▶ [Supplied passage]
*****

On civic monitoring, we are working on projects to implement civic monitoring programs in Paraguay, Kosovo, Kyrgyzstan, Moldova, and Kazakhstan. We will share the methodologies, tools and templates developed for reuse by the wider field. 

In our expanded second generation of Lift, we are taking on more teams pursuing equity and sustainability goals. And we’re working with many more to incorporate social impact into their anti-corruption efforts so that we go beyond compliance alone to truly improve outcomes for citizens.

Overall, we are recognizing that holistic support is needed to get reforms to impact. So, we will be integrating the Lift approach across our engagements, so that partners can receive sustained support up to and including achievement of their goals. In this new model, data support will not be focused on implementation of OCDS alone, but focused on ultimate objectives of using data to achieve results. We are already testing some approaches in Lift (El Paso, Texas) but also in our engagement with Long Beach, California.

4) Putting out even more useful resources 

As the field grows, we won’t be able to deliver 1:1 support to everyone. That’s why it is so important that we put out excellent documentation, guides, tools and templates that the open contracting community can feel empowered to use themselves to achieve their goals. 

The community told us that they find our resources useful but the scores weren’t as enthusiastic as they were before. So, in 2022, we want to make sure we are getting this right and going large with resources that will be game changing. For example, we are putting the finishing touches to a global data registry which will allow people to find and download data from any OCDS publisher, creating one of the largest databases of public procurement data globally (and as regularly requested by users). The registry will integrate with a new “flatten tool” so that users can access the data in spreadsheet formats to get better and faster access to what they need. 

We noted a hunger for accessible advice on green/sustainable procurement and we will be working hard to meet that need in a user-friendly tools and approaches too in ‘22. 

5) Doubling down on empowerment vs capacity building

We will now plan for a root-and-branch review of our overall support model to understand how we can better structure a holistic support package around the diverse areas of capacity building that you want to see from us in the coming year. Expect a refresh in Q2 of this year. 

We are thinking hard about ways to provide more self-guided learning tools and exploring how we can improve our data support model so we’ve appreciated your great feedback. 

We will also trial a new Open Contracting School approach with a structured learning curriculum and support for implementation based on a pilot that has been getting great reviews from our partners in Eastern Europe and Central Asia.

In closing

Our Lithuanian and Ukrainian colleagues have a New Year tradition of ice bathing. You take the plunge, it’s a shock initially, but you come out focused and maybe even a little purified. 

That’s how we feel about our 2021 feedback survey. We are glad we took the plunge to get more diverse views than ever before and to ask tougher questions. 

Your input has freshened and focused us for the year ahead: it’s game on for open, fairer and better public spending in 2022!

Impact is when we see a measurable market level impact and an improvement in outcomes from government procurement and contracting. In 2021, we documented four impact stories, about how open contracting was improving health care in Chile, Ukraine and Moldova and delivering transformational infrastructure for the City of Buenos Aires through BA Obras. To give an example, twice as many HIV patients were being treated in Ukraine for the same budget by better procurement of drugs and services in collaboration with patients’ groups. A progress story is when we see the early shoots of potential impact (i.e. early outcomes and outputs that may scale). In 2021, we saw promising progress in six countries (Lithuania, Kosovo and Paraguay’s post-pandemic procurement reforms, Ukraine’s defence reforms, and Nuevo Leon infrastructure reforms and Mexico City’s public bike-share program).

*****

▶ [Recorded data]
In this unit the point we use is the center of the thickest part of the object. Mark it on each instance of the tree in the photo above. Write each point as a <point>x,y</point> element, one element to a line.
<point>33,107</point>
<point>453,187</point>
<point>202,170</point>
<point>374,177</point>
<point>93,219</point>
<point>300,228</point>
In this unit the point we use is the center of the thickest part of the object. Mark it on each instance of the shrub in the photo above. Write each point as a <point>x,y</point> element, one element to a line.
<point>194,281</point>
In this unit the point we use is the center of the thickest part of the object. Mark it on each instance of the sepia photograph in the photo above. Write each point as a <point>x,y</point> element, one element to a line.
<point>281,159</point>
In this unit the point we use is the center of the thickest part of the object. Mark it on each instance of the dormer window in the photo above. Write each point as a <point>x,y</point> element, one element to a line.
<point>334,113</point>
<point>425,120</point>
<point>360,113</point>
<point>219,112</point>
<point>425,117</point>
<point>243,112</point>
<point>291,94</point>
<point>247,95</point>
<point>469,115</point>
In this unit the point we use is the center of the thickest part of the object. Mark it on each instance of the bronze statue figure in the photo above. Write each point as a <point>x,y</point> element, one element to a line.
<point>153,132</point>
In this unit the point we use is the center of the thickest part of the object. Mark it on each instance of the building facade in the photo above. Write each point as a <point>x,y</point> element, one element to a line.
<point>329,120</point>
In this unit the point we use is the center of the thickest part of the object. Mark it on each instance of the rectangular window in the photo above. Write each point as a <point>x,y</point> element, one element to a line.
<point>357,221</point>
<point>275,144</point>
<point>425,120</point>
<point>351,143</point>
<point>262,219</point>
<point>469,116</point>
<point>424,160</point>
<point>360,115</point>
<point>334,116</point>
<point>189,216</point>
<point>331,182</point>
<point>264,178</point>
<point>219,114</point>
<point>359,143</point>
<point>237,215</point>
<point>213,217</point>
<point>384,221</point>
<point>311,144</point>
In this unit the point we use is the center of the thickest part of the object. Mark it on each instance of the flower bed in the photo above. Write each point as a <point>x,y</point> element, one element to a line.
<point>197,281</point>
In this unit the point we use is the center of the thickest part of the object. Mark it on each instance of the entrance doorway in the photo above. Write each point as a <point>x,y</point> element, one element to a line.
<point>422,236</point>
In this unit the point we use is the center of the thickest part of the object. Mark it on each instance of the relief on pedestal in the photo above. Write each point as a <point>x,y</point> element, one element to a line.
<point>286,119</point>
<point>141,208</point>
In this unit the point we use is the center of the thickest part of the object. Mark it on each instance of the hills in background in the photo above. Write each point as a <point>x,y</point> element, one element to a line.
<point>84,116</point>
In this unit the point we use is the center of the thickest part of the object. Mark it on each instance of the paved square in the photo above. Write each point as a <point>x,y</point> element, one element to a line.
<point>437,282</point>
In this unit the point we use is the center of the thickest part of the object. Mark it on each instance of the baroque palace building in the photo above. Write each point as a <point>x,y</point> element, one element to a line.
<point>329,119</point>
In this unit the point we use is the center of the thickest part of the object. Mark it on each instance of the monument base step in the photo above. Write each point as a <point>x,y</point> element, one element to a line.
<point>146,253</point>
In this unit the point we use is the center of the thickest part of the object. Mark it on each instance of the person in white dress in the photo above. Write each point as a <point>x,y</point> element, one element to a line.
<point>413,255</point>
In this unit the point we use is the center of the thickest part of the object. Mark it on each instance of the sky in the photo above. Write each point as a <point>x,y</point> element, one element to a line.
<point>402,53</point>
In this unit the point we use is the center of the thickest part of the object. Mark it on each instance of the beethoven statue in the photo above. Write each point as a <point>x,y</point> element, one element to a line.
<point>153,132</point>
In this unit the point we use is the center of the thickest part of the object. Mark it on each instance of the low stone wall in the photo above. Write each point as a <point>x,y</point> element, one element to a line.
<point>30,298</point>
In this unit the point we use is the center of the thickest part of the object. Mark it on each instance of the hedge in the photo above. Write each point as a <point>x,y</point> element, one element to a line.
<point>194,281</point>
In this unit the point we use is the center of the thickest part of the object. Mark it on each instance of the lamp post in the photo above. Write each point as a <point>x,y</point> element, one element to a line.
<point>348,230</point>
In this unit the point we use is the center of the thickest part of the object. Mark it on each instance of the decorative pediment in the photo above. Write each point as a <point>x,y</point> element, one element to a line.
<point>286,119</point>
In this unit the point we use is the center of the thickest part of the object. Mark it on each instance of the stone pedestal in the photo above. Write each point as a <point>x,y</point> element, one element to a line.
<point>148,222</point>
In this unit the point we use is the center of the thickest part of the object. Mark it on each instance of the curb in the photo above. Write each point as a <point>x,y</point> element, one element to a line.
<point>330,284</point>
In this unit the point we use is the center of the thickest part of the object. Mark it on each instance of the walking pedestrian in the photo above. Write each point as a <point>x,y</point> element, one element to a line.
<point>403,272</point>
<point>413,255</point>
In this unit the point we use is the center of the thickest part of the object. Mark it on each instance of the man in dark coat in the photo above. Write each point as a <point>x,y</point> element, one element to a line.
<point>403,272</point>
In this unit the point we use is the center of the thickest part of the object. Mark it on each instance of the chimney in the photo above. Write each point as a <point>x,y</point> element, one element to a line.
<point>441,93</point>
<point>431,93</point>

*****

Translate this sentence from the open contracting plans text into Spanish: "As the field grows, we won’t be able to deliver 1:1 support to everyone."

▶ [Response to this task] A medida que el sector crece, no podremos ofrecer apoyo 1:1 a todos.